FRAGMENTO ORIGINAL:
□ □ □ □
La "tía" Zoe –como la llaman sus compañeras– cuenta que las chicas no dejan de llegar: "Imagínese que mi pieza da a la calle y me golpean la ventana a las 2 o 3 de la mañana, y es una chica que busca cama. Me dice: 'Tía, ¿no tendría un lugar?'. Y muchas veces no lo tenemos, entonces tratamos de buscar otro lado o juntamos unos pesos para pagarle el pasaje de regreso a su pueblo. Si tuviéramos un edificio de ocho pisos como el de la esquina, habría lugar para todas, pero sólo tenemos el Gondo. Nos queda chico".
Perlas y cicatrices
Algunas mañanas, la Gala entona el Ave María o el Himno desde las alturas del segundo piso. Por las tardes, se gana el mango con su buena voz en las profundidades del subte. La Dixie hace shows como drag queen. Diva total. Ludmila quiere ser peluquera. Está terminando el secundario. A la Liliana le gusta imitar a Cristina: "¡Compañeras… compañeros!". Yoselin llegó hace sólo dos semanas desde Orán. Quiere juntar plata y operarse. Fabiana tiene 23 años y cara de cansada. Dice que anoche laburó mucho, quiere pegar un trabajo en blanco, o tener un local, sí, mejor un local, su propio restaurante.
"Siempre les digo a las chicas que hay que pelearla, que las cosas nunca vienen de arriba. De los '90 para acá, se logró el cupo laboral trans, la ley de identidad de género… Antes la única salida que teníamos era la prostitución", explica Zoe, referente del colectivo. Ahora las chicas ponen el cuerpo en las calles, para defender sus derechos. "Vamos juntas a las marchas –asegura Yoko, la estilista combativa–. Siempre con las banderas y remeritas del Gondo. Con mucho orgullo".
□ □ □ □
LISTADO SIN PROCESAR:
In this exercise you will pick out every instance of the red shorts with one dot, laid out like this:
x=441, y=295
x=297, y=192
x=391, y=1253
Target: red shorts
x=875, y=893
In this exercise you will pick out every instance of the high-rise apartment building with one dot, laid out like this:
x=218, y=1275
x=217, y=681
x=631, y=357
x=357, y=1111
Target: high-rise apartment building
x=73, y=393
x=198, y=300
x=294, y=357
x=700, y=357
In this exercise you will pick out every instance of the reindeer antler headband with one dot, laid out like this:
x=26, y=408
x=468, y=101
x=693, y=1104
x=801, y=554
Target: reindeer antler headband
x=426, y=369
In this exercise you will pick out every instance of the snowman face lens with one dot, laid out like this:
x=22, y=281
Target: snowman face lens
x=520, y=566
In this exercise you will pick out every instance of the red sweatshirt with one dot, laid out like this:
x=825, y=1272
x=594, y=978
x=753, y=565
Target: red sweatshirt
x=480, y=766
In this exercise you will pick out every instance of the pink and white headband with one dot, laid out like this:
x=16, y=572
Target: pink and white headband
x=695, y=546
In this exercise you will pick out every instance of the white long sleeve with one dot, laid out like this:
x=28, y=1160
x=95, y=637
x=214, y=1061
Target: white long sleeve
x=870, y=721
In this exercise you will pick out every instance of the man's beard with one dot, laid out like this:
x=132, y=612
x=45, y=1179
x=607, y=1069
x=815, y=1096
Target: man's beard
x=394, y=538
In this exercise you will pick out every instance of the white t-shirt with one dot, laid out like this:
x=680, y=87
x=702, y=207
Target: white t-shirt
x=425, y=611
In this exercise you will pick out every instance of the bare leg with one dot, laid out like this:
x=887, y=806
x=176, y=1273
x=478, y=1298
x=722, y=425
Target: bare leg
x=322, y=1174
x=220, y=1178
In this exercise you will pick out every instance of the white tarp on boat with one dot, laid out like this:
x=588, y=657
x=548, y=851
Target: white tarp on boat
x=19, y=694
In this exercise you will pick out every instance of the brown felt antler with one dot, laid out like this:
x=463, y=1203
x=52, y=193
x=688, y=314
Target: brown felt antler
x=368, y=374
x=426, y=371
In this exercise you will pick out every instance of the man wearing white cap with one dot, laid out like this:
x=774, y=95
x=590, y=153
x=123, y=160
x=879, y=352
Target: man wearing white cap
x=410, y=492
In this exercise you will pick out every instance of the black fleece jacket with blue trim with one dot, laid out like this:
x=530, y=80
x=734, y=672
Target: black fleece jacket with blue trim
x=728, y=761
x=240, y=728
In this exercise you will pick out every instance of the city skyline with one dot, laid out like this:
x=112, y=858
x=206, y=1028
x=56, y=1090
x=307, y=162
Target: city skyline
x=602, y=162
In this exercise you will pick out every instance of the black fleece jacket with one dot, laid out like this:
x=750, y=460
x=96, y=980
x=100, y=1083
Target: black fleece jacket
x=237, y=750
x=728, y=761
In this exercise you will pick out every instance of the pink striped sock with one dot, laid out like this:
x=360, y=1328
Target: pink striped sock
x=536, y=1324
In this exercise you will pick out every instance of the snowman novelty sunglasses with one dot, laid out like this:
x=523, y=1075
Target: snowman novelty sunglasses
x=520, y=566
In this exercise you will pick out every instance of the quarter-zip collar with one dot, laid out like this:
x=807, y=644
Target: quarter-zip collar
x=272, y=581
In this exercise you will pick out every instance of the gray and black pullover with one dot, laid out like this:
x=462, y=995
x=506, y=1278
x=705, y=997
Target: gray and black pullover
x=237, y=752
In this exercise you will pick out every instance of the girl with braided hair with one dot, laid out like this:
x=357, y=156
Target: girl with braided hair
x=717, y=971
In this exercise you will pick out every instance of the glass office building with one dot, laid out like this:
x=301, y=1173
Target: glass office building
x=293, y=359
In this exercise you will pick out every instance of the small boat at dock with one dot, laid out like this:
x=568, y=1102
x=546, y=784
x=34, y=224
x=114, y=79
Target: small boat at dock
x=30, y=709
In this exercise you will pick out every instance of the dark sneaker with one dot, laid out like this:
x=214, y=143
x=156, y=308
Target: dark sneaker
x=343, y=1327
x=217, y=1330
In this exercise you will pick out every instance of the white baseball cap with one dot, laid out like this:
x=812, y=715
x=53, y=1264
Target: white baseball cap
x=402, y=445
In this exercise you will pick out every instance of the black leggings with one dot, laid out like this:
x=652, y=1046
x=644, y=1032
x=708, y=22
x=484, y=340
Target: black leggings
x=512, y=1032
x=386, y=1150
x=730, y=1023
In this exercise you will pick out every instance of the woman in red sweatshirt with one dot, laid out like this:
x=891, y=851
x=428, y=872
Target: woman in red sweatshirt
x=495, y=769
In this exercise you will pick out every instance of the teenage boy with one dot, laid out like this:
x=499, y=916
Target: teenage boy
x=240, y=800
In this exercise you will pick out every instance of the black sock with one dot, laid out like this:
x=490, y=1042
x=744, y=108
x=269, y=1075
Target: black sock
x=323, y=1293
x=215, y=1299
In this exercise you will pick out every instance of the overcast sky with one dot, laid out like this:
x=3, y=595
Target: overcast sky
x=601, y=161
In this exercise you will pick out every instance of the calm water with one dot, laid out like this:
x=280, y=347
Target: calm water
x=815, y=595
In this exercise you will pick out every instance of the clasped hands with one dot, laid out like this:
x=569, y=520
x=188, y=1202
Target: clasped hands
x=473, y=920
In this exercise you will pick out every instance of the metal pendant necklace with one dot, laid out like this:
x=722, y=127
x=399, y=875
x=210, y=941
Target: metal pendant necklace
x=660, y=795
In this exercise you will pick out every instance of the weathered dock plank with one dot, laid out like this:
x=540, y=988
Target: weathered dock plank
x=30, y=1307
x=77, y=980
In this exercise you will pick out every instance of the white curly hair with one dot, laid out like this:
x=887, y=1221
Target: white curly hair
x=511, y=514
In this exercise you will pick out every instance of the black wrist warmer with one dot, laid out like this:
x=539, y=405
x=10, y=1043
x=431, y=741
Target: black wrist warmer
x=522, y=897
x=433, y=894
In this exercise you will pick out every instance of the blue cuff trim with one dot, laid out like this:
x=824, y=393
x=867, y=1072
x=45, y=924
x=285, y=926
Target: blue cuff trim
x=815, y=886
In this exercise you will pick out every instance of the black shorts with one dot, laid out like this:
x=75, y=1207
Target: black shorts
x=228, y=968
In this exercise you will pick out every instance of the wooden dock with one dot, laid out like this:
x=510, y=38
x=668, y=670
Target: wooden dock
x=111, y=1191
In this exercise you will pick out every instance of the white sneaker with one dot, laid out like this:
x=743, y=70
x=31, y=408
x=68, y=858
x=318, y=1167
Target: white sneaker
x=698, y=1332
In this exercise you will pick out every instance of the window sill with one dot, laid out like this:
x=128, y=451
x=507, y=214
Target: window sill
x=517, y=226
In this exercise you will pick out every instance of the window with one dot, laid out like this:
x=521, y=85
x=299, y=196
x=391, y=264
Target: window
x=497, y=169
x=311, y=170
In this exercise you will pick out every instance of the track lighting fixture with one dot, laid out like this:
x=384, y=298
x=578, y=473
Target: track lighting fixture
□ □ □ □
OBJETIVO: Indique si cada afirmación coincide con el fragmento original y cite las palabras exactas del texto que lo deciden. 1. Yoselin llegó desde Orán hace dos semanas. 2. Ludmila ya terminó el secundario. 3. Por las tardes, la Gala gana dinero cantando en el subte.

RESPUESTA AL EJERCICIO:
1. Sí: "Yoselin llegó hace sólo dos semanas desde Orán."
2. No: "Está terminando el secundario."
3. Sí: "Por las tardes, se gana el mango con su buena voz en las profundidades del subte."